Dataset records
Start of Block
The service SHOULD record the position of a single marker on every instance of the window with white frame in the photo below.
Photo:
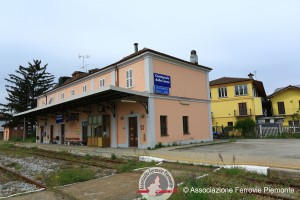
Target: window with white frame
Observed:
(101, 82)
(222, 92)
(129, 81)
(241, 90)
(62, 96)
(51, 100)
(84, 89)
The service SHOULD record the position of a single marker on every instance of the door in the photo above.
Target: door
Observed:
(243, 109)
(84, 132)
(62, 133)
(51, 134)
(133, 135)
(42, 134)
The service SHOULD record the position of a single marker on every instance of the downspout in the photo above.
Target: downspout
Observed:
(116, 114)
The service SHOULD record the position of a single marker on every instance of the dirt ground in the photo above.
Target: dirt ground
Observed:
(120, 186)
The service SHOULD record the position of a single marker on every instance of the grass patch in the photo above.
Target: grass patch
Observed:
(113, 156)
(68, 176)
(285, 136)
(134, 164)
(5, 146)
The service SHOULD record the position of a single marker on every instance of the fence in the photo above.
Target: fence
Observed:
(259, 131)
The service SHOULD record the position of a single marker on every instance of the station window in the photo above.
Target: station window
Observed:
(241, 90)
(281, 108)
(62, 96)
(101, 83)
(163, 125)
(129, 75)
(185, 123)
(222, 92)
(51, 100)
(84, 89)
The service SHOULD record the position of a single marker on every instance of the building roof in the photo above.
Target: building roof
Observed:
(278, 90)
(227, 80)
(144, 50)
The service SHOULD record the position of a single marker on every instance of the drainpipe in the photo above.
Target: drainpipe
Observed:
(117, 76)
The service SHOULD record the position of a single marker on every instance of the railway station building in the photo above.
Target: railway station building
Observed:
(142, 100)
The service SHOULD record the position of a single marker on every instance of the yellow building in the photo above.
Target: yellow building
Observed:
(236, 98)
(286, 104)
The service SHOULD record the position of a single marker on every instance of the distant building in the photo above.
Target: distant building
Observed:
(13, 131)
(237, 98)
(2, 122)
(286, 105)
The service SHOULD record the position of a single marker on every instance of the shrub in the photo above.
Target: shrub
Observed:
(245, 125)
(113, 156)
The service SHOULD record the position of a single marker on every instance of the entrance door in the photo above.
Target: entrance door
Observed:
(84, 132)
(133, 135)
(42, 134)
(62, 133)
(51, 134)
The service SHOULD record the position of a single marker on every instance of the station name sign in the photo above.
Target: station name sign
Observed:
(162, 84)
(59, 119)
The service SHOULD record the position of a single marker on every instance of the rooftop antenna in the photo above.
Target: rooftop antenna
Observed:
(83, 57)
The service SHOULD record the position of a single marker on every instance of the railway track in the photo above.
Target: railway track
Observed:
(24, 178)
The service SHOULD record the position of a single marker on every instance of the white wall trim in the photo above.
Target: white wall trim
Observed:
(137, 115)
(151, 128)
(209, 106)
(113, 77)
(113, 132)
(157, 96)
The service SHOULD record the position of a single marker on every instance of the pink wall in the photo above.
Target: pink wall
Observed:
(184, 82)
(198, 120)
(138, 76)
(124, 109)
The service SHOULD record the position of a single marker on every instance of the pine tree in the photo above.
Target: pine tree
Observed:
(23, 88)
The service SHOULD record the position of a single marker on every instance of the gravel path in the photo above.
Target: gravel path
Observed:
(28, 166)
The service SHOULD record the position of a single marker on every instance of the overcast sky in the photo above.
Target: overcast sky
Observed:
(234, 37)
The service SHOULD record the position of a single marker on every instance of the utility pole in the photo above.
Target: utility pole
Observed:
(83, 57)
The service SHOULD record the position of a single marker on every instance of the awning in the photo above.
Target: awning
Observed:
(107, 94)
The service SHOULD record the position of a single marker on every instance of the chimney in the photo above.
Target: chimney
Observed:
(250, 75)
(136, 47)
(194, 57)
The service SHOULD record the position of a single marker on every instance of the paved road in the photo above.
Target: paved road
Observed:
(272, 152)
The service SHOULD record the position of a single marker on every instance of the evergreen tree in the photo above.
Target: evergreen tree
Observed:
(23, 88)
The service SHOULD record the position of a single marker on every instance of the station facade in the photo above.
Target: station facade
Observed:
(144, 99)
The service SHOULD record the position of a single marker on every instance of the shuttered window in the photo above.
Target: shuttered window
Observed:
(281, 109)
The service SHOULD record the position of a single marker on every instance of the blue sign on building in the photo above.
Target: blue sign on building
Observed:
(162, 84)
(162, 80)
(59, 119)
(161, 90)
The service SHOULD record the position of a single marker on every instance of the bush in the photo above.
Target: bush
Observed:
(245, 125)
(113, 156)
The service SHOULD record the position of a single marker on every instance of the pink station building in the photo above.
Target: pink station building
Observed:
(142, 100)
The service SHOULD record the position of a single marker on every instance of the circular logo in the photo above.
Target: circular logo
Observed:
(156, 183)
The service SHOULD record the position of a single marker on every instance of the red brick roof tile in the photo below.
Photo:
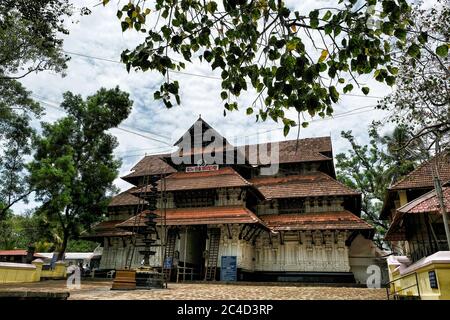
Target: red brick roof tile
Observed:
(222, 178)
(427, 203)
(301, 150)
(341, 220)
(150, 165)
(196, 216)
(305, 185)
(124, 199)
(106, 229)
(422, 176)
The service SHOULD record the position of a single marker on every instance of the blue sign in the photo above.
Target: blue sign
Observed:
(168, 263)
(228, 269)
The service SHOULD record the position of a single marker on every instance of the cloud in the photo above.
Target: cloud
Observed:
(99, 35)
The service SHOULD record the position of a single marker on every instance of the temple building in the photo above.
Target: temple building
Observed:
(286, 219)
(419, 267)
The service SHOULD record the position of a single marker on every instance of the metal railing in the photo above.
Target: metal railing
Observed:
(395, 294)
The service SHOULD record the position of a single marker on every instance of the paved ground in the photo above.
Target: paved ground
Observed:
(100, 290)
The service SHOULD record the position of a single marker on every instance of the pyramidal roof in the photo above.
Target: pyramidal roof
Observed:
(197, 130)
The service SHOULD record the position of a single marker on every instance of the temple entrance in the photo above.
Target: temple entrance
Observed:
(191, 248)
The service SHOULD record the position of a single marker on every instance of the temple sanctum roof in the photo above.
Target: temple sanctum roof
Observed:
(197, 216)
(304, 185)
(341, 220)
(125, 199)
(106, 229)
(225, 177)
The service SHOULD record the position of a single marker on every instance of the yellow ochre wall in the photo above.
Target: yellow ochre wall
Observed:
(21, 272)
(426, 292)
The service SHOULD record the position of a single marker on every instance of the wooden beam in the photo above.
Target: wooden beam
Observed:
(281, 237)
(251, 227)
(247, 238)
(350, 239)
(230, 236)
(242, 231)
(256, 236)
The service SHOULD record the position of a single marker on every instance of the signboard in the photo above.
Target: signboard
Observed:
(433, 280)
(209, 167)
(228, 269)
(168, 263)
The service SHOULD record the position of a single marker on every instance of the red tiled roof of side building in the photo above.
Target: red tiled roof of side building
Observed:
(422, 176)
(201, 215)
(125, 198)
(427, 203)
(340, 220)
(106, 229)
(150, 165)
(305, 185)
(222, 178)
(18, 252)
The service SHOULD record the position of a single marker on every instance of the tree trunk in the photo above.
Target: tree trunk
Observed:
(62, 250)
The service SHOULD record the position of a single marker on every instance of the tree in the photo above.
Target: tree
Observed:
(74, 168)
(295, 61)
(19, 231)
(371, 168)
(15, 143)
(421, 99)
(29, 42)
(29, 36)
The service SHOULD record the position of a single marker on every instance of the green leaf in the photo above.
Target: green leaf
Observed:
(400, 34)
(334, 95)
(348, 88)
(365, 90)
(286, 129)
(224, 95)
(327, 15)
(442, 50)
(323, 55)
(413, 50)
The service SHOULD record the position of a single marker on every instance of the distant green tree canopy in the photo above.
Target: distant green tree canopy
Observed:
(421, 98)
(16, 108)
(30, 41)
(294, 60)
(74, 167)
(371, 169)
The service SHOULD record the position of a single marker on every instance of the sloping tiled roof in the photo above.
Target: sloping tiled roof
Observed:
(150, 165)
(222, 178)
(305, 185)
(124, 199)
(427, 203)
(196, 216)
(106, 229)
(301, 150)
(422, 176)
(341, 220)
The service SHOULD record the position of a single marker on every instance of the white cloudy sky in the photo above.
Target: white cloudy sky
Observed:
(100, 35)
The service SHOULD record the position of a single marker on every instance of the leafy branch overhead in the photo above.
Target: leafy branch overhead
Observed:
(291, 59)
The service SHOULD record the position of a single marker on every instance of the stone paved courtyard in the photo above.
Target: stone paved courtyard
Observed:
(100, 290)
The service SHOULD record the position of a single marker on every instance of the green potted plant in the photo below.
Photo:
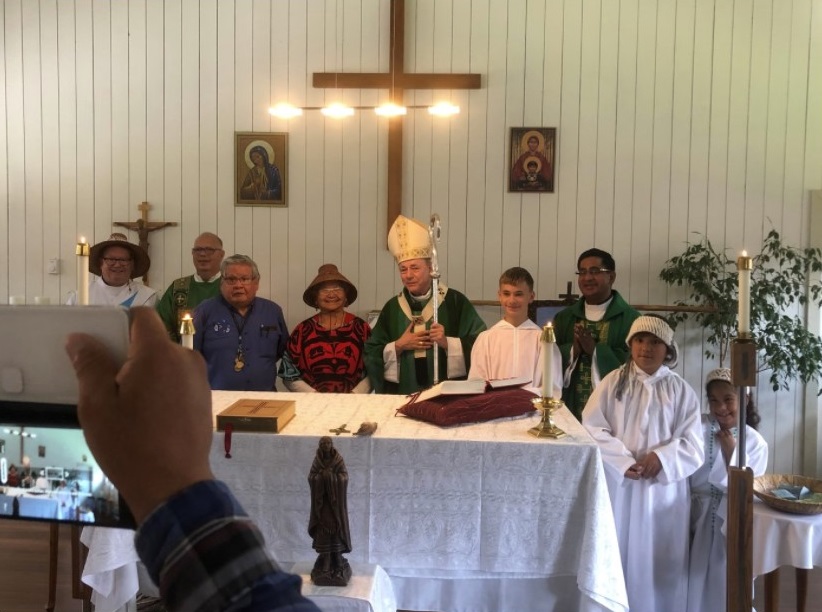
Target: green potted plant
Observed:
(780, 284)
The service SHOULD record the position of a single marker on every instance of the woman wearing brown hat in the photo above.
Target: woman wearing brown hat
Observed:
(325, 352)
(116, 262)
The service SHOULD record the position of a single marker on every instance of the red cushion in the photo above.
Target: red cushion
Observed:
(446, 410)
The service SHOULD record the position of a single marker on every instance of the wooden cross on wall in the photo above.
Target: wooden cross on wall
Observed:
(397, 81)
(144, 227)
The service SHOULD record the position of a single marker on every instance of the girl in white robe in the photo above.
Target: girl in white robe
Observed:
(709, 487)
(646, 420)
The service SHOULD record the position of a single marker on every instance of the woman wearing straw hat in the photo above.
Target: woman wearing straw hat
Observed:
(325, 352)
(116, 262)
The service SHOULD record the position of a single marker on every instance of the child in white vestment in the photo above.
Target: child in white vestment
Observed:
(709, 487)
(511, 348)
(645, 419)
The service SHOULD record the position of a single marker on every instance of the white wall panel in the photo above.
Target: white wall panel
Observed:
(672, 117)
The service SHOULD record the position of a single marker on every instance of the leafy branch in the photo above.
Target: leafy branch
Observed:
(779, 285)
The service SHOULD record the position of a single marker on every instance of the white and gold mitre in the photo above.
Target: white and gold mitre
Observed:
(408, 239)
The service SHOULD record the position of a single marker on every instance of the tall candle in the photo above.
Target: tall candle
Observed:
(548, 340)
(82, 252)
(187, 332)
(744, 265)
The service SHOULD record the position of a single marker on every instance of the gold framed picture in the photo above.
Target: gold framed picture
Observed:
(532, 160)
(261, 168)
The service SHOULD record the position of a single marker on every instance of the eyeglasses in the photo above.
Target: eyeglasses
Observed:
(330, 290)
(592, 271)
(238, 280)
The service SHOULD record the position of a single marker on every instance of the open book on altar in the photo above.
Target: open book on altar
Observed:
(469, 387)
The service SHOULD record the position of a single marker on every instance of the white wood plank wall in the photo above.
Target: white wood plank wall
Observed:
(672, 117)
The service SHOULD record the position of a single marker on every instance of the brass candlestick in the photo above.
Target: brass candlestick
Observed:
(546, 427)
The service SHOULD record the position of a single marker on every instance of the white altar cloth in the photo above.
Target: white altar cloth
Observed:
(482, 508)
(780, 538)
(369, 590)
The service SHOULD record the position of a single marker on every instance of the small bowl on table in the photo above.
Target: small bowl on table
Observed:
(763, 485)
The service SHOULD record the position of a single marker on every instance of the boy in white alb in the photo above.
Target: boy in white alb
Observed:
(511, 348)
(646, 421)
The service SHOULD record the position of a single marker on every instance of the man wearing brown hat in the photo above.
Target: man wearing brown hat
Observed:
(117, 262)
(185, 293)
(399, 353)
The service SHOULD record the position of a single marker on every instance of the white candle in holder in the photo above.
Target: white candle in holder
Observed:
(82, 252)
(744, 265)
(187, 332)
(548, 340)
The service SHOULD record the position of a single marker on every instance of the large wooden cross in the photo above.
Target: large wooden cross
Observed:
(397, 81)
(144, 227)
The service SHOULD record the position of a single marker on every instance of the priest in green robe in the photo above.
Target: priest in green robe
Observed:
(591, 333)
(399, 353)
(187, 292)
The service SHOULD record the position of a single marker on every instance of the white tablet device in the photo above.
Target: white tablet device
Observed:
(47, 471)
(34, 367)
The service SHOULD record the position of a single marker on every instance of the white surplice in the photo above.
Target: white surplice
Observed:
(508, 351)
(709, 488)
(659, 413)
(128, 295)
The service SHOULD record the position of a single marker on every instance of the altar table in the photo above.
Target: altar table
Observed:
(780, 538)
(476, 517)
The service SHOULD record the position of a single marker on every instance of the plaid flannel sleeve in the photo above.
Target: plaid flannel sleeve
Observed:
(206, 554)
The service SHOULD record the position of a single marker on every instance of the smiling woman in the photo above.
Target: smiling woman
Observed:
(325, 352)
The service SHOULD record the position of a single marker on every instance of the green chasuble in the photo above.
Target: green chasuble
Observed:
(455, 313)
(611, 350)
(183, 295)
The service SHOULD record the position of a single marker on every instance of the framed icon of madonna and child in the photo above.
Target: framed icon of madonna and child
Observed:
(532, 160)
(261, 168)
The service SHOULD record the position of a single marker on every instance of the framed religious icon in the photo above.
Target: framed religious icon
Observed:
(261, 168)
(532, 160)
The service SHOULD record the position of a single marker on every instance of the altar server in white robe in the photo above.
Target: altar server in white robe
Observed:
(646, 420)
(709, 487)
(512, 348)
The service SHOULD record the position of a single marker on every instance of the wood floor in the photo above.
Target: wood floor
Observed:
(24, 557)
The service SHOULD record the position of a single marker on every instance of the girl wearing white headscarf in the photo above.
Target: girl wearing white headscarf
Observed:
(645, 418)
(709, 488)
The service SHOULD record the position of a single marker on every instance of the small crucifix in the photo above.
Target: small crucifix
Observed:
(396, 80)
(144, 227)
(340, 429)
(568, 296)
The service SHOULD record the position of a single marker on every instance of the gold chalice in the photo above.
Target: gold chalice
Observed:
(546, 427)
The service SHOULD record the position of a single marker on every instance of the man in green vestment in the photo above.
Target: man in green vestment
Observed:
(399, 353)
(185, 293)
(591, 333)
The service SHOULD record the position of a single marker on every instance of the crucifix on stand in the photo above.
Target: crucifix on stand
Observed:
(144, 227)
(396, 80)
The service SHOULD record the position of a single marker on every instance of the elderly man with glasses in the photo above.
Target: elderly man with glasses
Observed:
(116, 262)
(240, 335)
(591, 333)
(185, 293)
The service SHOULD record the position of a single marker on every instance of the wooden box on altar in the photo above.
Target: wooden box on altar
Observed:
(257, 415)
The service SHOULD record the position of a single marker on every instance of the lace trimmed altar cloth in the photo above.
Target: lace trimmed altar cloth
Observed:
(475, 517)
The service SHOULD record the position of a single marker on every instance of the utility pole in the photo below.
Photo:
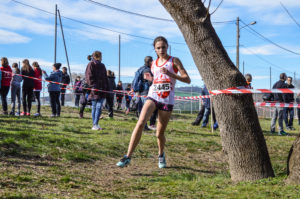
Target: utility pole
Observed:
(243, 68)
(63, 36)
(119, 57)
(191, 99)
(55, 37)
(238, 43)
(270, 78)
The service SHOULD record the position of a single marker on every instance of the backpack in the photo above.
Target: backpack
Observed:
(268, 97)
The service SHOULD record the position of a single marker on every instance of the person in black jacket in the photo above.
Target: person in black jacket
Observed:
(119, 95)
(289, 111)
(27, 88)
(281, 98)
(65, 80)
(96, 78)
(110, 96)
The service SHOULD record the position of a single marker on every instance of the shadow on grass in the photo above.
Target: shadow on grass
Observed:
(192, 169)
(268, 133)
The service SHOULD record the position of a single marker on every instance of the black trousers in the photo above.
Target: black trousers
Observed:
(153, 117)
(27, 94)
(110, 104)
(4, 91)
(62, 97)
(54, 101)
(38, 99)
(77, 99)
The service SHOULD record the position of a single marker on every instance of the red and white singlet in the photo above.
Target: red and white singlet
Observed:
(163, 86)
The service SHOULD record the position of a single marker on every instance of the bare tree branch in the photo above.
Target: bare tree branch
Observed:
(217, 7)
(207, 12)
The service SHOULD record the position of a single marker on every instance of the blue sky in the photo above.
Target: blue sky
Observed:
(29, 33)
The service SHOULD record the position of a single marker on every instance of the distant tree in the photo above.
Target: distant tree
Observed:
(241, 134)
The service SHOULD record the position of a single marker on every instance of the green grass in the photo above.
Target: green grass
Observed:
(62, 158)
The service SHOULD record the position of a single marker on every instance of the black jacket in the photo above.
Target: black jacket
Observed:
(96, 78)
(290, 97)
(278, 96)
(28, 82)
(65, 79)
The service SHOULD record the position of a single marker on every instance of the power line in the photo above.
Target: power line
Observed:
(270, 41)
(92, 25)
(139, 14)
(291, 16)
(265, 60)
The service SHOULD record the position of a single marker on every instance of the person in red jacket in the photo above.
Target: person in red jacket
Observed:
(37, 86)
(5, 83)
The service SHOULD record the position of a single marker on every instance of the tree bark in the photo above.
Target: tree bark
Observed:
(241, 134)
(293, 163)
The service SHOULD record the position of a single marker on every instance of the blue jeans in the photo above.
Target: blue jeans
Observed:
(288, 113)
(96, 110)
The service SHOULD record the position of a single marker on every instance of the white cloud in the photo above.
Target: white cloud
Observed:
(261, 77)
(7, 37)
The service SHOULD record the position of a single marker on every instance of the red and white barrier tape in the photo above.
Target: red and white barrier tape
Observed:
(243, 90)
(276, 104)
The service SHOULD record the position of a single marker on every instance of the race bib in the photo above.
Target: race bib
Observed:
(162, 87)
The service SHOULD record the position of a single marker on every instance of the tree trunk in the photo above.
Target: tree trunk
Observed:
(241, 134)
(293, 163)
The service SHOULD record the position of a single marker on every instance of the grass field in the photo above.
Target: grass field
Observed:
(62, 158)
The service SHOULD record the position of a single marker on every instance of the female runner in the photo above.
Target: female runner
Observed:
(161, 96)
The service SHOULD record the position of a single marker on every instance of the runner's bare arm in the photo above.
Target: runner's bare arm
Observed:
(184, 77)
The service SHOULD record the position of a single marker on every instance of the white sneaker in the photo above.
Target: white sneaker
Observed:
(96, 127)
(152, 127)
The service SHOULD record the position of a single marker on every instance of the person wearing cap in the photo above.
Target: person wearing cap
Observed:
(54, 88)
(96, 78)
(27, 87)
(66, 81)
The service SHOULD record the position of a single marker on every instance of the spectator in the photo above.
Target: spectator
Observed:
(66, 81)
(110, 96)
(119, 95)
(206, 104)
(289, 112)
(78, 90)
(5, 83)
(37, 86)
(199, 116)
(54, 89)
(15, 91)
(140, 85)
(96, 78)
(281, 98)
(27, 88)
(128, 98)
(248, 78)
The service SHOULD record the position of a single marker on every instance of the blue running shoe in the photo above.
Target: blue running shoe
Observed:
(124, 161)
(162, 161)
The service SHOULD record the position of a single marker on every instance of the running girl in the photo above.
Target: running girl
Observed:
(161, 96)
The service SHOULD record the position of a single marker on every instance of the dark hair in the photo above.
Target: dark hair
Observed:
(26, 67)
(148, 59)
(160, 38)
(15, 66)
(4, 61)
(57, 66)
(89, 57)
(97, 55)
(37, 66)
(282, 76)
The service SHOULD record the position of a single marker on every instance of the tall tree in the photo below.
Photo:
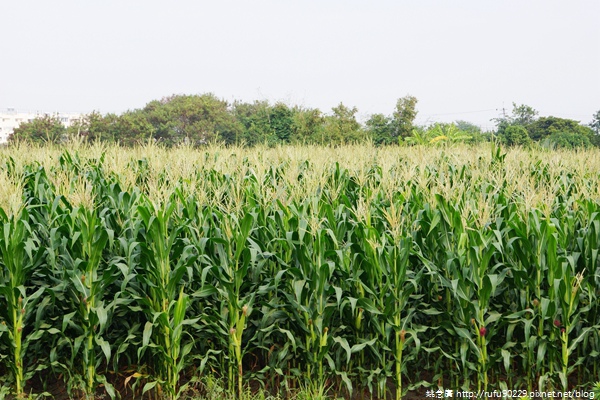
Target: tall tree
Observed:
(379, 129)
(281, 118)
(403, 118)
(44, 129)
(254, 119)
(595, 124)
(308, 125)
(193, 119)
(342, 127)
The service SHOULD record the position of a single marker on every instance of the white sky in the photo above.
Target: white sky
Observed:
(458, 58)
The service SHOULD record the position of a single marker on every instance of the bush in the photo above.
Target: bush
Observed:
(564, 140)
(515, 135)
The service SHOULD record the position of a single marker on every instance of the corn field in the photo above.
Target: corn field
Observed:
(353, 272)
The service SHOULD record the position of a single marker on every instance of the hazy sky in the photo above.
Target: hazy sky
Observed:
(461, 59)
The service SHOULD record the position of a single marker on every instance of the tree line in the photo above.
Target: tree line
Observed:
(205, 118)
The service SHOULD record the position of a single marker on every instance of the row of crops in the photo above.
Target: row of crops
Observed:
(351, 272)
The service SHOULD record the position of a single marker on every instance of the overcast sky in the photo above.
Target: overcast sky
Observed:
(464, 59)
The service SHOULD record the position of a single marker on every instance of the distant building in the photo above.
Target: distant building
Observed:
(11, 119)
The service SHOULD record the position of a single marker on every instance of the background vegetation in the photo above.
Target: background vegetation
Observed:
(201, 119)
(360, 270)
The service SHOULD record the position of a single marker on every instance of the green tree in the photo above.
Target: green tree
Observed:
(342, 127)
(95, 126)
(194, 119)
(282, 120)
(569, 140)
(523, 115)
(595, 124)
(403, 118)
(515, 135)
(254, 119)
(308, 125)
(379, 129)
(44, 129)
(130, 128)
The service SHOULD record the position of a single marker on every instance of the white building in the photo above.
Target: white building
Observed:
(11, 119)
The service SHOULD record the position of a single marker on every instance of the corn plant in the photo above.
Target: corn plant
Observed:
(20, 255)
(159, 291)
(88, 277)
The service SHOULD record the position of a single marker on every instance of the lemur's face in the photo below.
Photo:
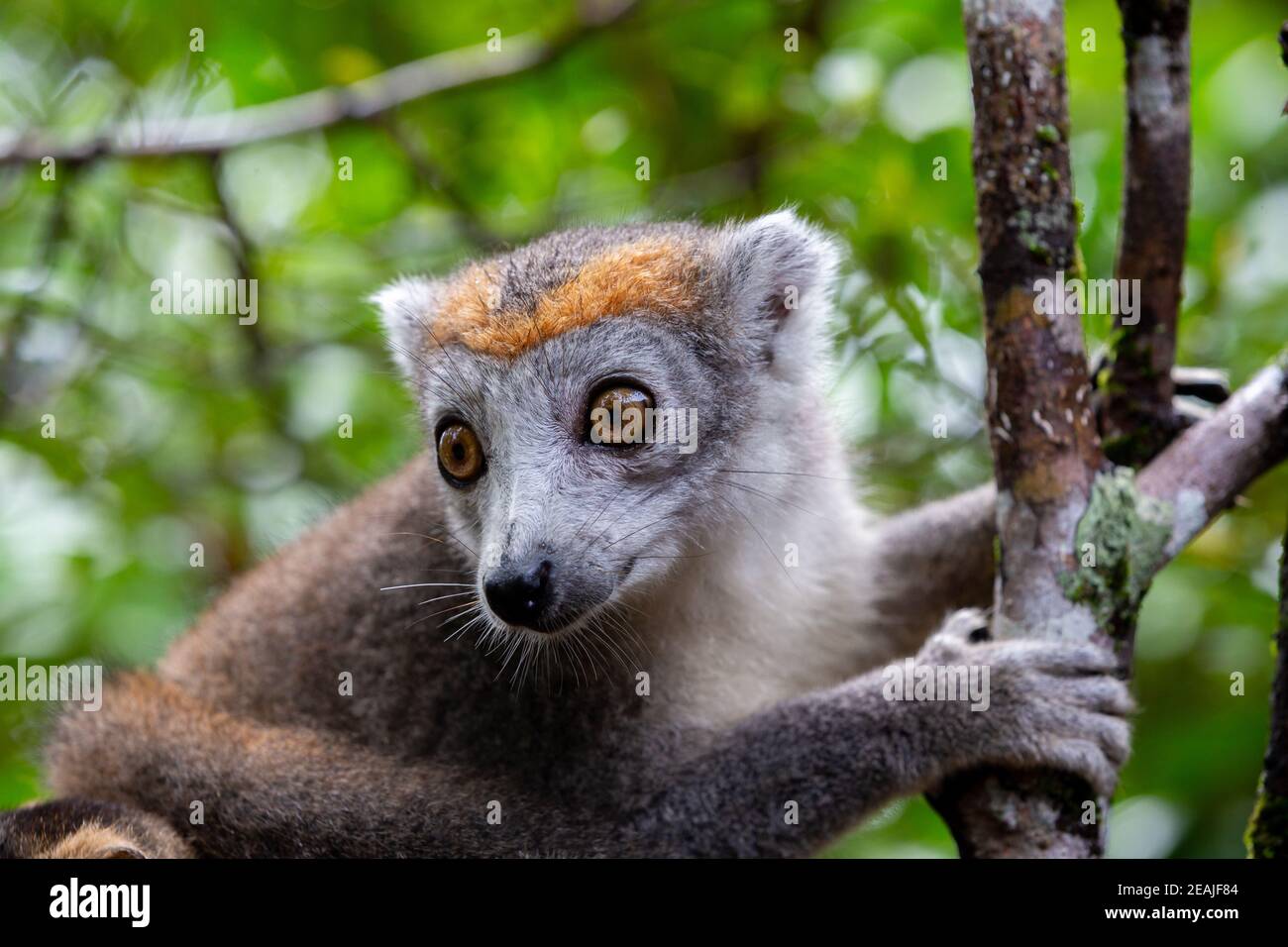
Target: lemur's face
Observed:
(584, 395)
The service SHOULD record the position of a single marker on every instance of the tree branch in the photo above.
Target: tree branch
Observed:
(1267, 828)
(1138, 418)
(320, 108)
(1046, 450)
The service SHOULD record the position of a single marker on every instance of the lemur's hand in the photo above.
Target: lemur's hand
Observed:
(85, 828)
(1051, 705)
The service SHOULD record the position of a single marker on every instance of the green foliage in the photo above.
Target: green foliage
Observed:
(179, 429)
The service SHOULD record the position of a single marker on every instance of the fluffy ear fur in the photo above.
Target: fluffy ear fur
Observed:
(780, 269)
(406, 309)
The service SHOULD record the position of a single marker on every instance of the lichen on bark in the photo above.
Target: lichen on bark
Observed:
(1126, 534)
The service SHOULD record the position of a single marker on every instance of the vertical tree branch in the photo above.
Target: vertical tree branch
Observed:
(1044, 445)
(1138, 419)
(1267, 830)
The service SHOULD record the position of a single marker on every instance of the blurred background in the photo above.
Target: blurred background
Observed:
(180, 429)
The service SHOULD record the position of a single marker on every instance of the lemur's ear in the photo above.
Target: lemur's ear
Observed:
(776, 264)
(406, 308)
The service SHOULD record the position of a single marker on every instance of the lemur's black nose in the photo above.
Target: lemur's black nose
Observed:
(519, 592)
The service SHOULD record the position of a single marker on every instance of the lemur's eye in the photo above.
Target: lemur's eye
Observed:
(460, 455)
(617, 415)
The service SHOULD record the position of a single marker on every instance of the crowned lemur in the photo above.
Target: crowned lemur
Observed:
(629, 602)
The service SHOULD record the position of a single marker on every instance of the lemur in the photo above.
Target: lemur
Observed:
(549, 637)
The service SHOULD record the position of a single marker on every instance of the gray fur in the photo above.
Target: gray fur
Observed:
End of Block
= What is being asked =
Tally up the lines of the data above where the string "pyramidal" appears, and give only the count.

= Response to the task =
2